RECORD EXTRACTS –
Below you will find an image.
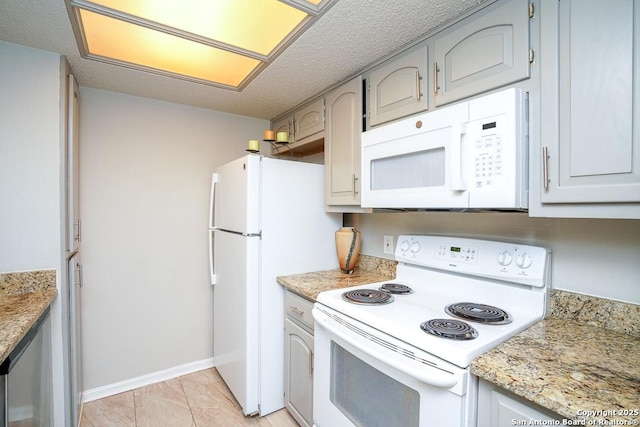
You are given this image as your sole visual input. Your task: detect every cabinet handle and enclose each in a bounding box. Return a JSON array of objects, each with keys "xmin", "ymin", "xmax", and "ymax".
[
  {"xmin": 542, "ymin": 146, "xmax": 549, "ymax": 190},
  {"xmin": 289, "ymin": 305, "xmax": 304, "ymax": 317},
  {"xmin": 74, "ymin": 262, "xmax": 84, "ymax": 288},
  {"xmin": 73, "ymin": 218, "xmax": 80, "ymax": 242},
  {"xmin": 351, "ymin": 173, "xmax": 358, "ymax": 197}
]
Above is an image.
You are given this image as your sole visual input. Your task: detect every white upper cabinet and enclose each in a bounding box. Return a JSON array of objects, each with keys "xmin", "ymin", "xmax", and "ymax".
[
  {"xmin": 532, "ymin": 0, "xmax": 640, "ymax": 218},
  {"xmin": 432, "ymin": 0, "xmax": 533, "ymax": 106},
  {"xmin": 367, "ymin": 44, "xmax": 429, "ymax": 126},
  {"xmin": 294, "ymin": 98, "xmax": 324, "ymax": 141},
  {"xmin": 271, "ymin": 98, "xmax": 325, "ymax": 157},
  {"xmin": 324, "ymin": 77, "xmax": 362, "ymax": 212}
]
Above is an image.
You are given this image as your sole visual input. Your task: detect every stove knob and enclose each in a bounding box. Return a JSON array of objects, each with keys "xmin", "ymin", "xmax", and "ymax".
[
  {"xmin": 498, "ymin": 251, "xmax": 513, "ymax": 266},
  {"xmin": 516, "ymin": 252, "xmax": 533, "ymax": 268}
]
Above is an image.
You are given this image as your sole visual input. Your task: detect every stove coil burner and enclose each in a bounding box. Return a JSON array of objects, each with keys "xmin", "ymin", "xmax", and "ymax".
[
  {"xmin": 445, "ymin": 302, "xmax": 511, "ymax": 325},
  {"xmin": 420, "ymin": 319, "xmax": 478, "ymax": 340},
  {"xmin": 379, "ymin": 283, "xmax": 413, "ymax": 295},
  {"xmin": 342, "ymin": 289, "xmax": 393, "ymax": 305}
]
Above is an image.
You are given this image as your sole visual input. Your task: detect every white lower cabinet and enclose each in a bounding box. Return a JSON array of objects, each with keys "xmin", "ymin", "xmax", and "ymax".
[
  {"xmin": 477, "ymin": 380, "xmax": 558, "ymax": 427},
  {"xmin": 284, "ymin": 291, "xmax": 313, "ymax": 427}
]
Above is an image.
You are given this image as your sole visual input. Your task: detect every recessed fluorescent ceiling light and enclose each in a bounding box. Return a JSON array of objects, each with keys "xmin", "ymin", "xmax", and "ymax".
[{"xmin": 65, "ymin": 0, "xmax": 337, "ymax": 90}]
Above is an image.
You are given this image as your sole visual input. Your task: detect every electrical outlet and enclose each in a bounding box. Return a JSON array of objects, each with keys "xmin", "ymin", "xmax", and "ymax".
[{"xmin": 384, "ymin": 234, "xmax": 393, "ymax": 255}]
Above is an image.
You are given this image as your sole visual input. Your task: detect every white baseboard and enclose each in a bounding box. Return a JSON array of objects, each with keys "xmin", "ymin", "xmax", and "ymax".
[{"xmin": 82, "ymin": 357, "xmax": 213, "ymax": 403}]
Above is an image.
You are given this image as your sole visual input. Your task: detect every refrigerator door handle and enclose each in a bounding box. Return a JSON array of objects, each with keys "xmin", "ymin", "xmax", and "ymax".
[
  {"xmin": 211, "ymin": 227, "xmax": 262, "ymax": 237},
  {"xmin": 209, "ymin": 230, "xmax": 218, "ymax": 286},
  {"xmin": 209, "ymin": 173, "xmax": 218, "ymax": 228}
]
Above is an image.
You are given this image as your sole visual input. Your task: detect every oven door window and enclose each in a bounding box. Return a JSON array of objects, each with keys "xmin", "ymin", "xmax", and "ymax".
[{"xmin": 330, "ymin": 341, "xmax": 420, "ymax": 427}]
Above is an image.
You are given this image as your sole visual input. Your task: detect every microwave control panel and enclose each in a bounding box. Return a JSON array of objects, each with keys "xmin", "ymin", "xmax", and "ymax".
[
  {"xmin": 466, "ymin": 88, "xmax": 528, "ymax": 208},
  {"xmin": 471, "ymin": 117, "xmax": 504, "ymax": 188}
]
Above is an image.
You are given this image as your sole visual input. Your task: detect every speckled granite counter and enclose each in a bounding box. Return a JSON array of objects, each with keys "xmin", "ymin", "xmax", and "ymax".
[
  {"xmin": 0, "ymin": 270, "xmax": 58, "ymax": 363},
  {"xmin": 276, "ymin": 254, "xmax": 397, "ymax": 301},
  {"xmin": 471, "ymin": 291, "xmax": 640, "ymax": 425}
]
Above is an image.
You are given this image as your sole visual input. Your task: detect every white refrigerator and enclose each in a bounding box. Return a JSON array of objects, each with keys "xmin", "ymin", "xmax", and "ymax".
[{"xmin": 209, "ymin": 154, "xmax": 342, "ymax": 416}]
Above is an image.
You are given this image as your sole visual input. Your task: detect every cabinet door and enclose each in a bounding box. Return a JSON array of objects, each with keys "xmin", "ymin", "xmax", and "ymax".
[
  {"xmin": 367, "ymin": 44, "xmax": 428, "ymax": 126},
  {"xmin": 478, "ymin": 381, "xmax": 557, "ymax": 427},
  {"xmin": 284, "ymin": 319, "xmax": 313, "ymax": 426},
  {"xmin": 324, "ymin": 77, "xmax": 362, "ymax": 206},
  {"xmin": 295, "ymin": 98, "xmax": 324, "ymax": 141},
  {"xmin": 538, "ymin": 0, "xmax": 640, "ymax": 207},
  {"xmin": 432, "ymin": 0, "xmax": 530, "ymax": 106},
  {"xmin": 65, "ymin": 74, "xmax": 80, "ymax": 252}
]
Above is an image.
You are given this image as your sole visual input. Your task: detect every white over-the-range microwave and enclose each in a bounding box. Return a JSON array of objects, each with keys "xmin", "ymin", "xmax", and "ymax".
[{"xmin": 361, "ymin": 88, "xmax": 529, "ymax": 210}]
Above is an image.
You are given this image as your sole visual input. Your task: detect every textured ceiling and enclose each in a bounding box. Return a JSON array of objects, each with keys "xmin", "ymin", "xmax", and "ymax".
[{"xmin": 0, "ymin": 0, "xmax": 482, "ymax": 119}]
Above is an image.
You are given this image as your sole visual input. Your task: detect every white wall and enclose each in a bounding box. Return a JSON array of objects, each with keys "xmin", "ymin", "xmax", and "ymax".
[
  {"xmin": 80, "ymin": 88, "xmax": 268, "ymax": 389},
  {"xmin": 0, "ymin": 41, "xmax": 61, "ymax": 272},
  {"xmin": 352, "ymin": 212, "xmax": 640, "ymax": 304}
]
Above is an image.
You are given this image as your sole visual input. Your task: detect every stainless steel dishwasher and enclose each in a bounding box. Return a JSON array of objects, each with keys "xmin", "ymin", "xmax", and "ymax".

EXERCISE DETAILS – How many lines in the listing above contain the string "cabinet", with case counting? Give only the number.

SOLUTION FOR THIS PROBLEM – 4